Excerpted text:
^^^^^^^^^^^^^^^^

Gore, David W (David) wrote:
As a side note, I thought I reported this a few month or so ago, but the
files column is mangled for some hosts, shows duplicate file entries
like /etc/hosts listed twice or even 3 times on the web page.
I had the same problem with one of the February snapshots and had to 
return to a snapshot from November. I reported this to the list but 
didn't receive an answer.

-- 
Regards,

Dirk Kastens
Universitaet Osnabrueck, Rechenzentrum (Computer Center)
Albrechtstr. 28, 49069 Osnabrueck, Germany
Tel.: +XX-XXX-XXX-XXXX, FAX: -2470
list Henrik Størner · Wed, 19 Mar 2008 09:08:01 +0100 ·
Seems several of your Hobbit programs are dumping core. These three
cores are probably not from the same program, since they are so 
different in size:
quoted from David W David Gore
-rw-------  1 hobbit hobbit  5210112 Mar 19 00:23 tmp/core.21600
-rw-------  1 hobbit hobbit  4038656 Mar 19 00:27 tmp/core.21602
-rw-------  1 hobbit hobbit 49213440 Mar 19 00:31 tmp/core.21520
I'd suspect that .21520 core was from hobbitd, the timestamp matches
the log-file entry indicating that hobbitd has crashed.

^^^^^^^^^^^^^^^^

Exercise objective:
Rewrite the mailing-list excerpt from "Gore, David W" to "Rechenzentrum (Computer Center)", swapping "February" for "January".

Supplied data:
^^^^^^^^^^^^^^^^

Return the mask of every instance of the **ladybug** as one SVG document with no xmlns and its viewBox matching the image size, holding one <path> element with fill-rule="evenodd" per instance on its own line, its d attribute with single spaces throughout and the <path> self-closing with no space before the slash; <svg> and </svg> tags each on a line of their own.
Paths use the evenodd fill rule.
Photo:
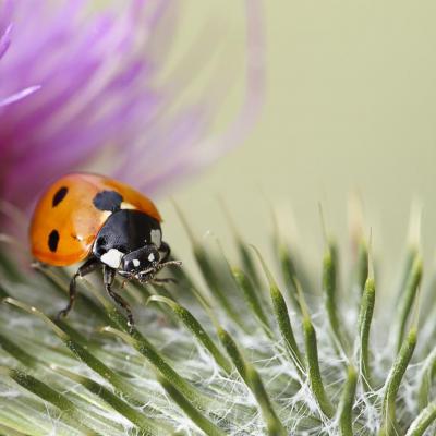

^^^^^^^^^^^^^^^^

Final result:
Gore, David W (David) wrote:
As a side note, I thought I reported this a few month or so ago, but the
files column is mangled for some hosts, shows duplicate file entries
like /etc/hosts listed twice or even 3 times on the web page.
I had the same problem with one of the January snapshots and had to 
return to a snapshot from November. I reported this to the list but 
didn't receive an answer.

-- 
Regards,

Dirk Kastens
Universitaet Osnabrueck, Rechenzentrum (Computer Center)